# START OF Rows
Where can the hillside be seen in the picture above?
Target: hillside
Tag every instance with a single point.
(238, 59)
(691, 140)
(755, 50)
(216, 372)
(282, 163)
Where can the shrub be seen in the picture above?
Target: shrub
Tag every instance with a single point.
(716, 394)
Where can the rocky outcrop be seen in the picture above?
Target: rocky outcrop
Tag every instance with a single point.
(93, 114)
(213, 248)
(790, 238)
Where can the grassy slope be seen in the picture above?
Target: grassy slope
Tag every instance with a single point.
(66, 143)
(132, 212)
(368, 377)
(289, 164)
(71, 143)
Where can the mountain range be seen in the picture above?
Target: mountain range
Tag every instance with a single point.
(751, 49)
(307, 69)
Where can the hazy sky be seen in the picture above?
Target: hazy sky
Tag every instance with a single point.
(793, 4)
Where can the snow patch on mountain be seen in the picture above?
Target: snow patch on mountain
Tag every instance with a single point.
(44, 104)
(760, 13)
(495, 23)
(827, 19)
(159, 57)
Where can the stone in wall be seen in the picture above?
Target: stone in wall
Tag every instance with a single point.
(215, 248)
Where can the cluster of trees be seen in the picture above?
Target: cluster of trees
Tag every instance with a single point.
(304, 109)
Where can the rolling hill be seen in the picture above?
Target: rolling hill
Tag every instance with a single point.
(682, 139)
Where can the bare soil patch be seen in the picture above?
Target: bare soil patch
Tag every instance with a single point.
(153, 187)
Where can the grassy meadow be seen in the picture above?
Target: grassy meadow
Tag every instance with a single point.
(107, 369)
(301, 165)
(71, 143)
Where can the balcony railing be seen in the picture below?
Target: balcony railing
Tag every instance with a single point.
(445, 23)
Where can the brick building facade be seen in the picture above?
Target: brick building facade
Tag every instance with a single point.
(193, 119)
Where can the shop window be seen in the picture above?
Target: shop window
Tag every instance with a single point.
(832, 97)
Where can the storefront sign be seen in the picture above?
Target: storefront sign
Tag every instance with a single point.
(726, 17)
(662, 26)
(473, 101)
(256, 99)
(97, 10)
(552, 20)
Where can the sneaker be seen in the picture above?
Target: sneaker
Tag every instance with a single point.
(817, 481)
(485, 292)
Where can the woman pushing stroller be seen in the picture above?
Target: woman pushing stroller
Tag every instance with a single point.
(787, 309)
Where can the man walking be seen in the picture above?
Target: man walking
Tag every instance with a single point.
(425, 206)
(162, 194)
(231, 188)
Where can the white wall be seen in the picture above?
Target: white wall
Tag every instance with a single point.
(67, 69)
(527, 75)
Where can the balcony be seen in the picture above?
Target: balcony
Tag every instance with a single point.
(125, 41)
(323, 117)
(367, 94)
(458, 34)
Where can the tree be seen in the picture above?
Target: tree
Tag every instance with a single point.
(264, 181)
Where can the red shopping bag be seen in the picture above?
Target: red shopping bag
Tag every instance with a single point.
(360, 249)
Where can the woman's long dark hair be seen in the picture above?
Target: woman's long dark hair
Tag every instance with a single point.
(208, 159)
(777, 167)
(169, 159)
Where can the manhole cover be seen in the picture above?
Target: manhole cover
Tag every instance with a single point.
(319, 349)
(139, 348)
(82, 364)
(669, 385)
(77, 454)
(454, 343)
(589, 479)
# END OF Rows
> **Work instructions**:
Print all of the entries exactly as they appear.

> **Reply**:
Where can the hillside be seen in the picture above?
Target: hillside
Tag every instance with a single point.
(238, 59)
(691, 140)
(755, 50)
(216, 372)
(282, 163)
Where can the shrub be seen in the picture above?
Target: shrub
Tag every instance with a single point.
(716, 394)
Where can the rocky outcrop be seen in the picture above?
Target: rocky outcrop
Tag every instance with a single point.
(93, 114)
(213, 248)
(790, 238)
Where can the grassy slope be seen in the picture above?
Target: grassy slope
Tag every instance with a single point.
(66, 143)
(132, 212)
(368, 377)
(289, 164)
(71, 143)
Where can the mountain range be seen in the picture above?
Target: mountain range
Tag every instance with a single point.
(751, 49)
(307, 69)
Where can the hazy sky be seen in the picture above?
Target: hazy sky
Tag every instance with a single point.
(793, 4)
Where can the snow patch on mountain be seen in the picture above?
Target: snow patch on mountain
Tag every instance with a single point.
(44, 104)
(760, 13)
(495, 23)
(827, 19)
(159, 57)
Where can the stone in wall be seen in the picture above?
Target: stone in wall
Tag every instance with a single point.
(215, 248)
Where can the cluster of trees be seen in the picture above?
Target: cluster of trees
Tag every instance with a single point.
(304, 109)
Where can the rolling hill be seen in the picture above?
Target: rolling hill
Tag every instance with a single point.
(682, 139)
Where can the bare soil patch be seen in the picture above?
Target: bare soil patch
Tag every instance with a single point.
(153, 187)
Where can the grassy meadow be seen in the picture above?
Target: grassy meadow
Tag every instance with a single point.
(107, 369)
(301, 165)
(71, 143)
Where can the balcony railing be seen in the picture below?
Target: balcony railing
Tag every instance with a single point.
(445, 23)
Where can the brick building facade be seen in the picture above?
Target: brick building facade
Tag every instance with a single point.
(193, 119)
Where can the shop window be seen in the picture above?
Target: shop window
Tag every instance with a single point.
(832, 97)
Where can the storefront sign be seen in the picture above?
Target: storefront sign
Tag every instance with a single point.
(726, 17)
(662, 26)
(473, 101)
(256, 99)
(97, 10)
(552, 20)
Where can the sneaker be seen in the picture above?
Target: sneaker
Tag every instance with a single point.
(817, 481)
(485, 292)
Where can the woman pushing stroller be seen in the picture above?
Target: woman pushing stroller
Tag every instance with a single point.
(787, 309)
Where can the man walking be seen in the picture above?
Target: man walking
Tag every instance with a single point.
(425, 206)
(162, 194)
(231, 188)
Where can the white wall be seen in the picture above?
Target: white wall
Tag every instance with a single point.
(67, 69)
(527, 75)
Where can the balcony be seen in the picture above?
Target: balcony
Tag every instance with a single point.
(125, 41)
(323, 117)
(367, 94)
(458, 34)
Where can the tree be seen in the picture above?
Target: tree
Tag every instance with a single point.
(264, 181)
Where can the red shopping bag be seen in the picture above?
Target: red shopping bag
Tag every instance with a single point.
(360, 249)
Where can the woman's long dark hair be seen in the picture above?
Target: woman's long dark hair
Tag every instance with a single point.
(208, 159)
(777, 167)
(169, 159)
Where can the manhole cover be seen in the picture above?
Target: manhole cover
Tag every instance with a single point.
(319, 349)
(139, 348)
(82, 364)
(669, 385)
(77, 454)
(454, 343)
(589, 479)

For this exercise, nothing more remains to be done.